Every line of the records that holds the word "below" should be copied.

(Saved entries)

=== Begin Enclosure ===

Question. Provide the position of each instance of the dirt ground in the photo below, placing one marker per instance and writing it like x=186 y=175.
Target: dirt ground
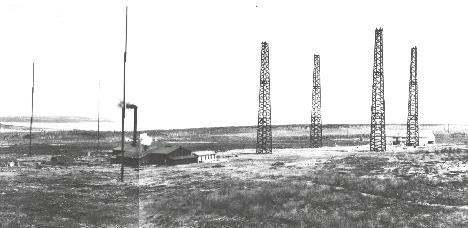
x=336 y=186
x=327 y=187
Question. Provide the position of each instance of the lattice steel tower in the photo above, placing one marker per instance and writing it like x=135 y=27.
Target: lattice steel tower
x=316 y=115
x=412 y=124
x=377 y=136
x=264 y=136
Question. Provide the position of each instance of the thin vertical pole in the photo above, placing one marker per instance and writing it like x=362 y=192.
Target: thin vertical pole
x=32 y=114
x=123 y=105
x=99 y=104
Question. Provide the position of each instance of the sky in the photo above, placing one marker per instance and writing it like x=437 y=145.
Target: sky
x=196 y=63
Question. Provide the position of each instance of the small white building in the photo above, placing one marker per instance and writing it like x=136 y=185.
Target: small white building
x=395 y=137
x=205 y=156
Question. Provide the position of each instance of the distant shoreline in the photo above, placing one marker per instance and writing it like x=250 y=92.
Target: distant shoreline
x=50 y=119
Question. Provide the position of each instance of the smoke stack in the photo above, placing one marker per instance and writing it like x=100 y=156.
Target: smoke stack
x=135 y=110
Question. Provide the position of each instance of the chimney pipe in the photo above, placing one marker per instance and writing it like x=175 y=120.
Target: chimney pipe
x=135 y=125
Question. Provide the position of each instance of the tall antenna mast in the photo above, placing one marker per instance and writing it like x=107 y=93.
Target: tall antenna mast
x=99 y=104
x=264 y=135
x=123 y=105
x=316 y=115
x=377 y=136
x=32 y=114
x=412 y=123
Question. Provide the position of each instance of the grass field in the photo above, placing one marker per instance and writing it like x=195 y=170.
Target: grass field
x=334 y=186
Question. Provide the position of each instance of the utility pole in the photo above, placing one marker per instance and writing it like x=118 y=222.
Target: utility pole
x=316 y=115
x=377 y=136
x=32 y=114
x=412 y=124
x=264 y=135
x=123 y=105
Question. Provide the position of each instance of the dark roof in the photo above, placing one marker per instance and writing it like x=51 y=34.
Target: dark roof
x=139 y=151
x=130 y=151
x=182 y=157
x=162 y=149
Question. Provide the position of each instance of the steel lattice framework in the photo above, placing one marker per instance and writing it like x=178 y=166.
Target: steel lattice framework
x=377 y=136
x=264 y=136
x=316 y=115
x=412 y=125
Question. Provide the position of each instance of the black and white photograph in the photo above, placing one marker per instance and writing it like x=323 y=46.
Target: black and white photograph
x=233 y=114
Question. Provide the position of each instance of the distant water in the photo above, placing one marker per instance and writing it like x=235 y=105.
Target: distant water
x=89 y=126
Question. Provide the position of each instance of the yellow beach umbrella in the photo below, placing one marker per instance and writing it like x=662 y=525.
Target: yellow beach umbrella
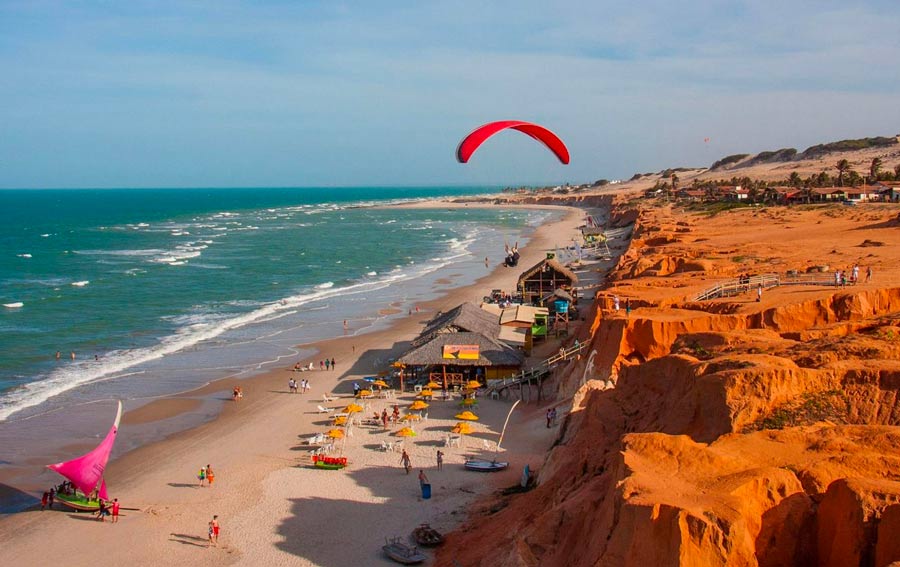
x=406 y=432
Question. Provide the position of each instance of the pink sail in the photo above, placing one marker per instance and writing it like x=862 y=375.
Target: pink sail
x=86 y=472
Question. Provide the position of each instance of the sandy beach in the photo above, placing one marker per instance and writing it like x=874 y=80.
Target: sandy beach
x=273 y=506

=== End Enclosure ===
=== Begin Enclosure ===

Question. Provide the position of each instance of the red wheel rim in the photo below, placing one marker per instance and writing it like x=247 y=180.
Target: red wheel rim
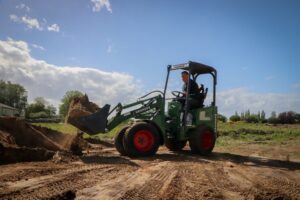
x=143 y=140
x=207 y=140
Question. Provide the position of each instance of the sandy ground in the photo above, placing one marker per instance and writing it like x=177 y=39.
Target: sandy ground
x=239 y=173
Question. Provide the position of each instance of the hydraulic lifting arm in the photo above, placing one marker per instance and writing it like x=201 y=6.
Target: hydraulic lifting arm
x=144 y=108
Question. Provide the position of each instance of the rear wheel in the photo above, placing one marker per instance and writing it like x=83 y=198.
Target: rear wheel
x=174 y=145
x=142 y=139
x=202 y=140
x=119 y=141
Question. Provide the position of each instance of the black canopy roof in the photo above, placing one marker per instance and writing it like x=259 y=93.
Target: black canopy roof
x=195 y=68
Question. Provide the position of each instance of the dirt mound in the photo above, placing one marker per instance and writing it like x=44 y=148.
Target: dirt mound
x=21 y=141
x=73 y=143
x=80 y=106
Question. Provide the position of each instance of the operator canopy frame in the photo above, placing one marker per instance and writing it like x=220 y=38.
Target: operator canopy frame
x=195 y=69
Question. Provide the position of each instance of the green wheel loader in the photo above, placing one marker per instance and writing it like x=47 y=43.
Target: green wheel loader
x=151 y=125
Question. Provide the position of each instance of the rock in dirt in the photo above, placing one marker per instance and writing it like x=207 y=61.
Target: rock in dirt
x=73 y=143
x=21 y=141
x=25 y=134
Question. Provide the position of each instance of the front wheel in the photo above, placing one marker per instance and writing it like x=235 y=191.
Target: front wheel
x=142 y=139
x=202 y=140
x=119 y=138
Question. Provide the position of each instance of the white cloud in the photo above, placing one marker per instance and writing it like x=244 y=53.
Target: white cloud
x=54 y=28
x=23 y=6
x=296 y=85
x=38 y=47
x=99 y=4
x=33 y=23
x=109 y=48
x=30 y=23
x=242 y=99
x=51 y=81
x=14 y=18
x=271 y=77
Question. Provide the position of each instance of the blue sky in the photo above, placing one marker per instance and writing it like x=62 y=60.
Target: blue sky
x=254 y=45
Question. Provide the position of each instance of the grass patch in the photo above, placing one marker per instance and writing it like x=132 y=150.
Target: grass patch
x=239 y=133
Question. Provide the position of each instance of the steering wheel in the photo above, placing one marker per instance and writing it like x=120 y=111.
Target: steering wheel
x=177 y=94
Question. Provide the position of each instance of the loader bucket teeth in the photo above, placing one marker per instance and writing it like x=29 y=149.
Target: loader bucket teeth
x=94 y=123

=== End Enclosure ===

## RESULT
Question. Provide the position of each instance of the dirt ground in the photo below, placing one marker per instance and writing it like x=186 y=175.
Question. Provide the position of each instance of the yellow beach umbrella in the photo below, placing one marker per instance and writing it like x=662 y=525.
Question. Provide the position of each instance of the red wheel rim in the photo below, placing one marker per instance and writing it like x=247 y=180.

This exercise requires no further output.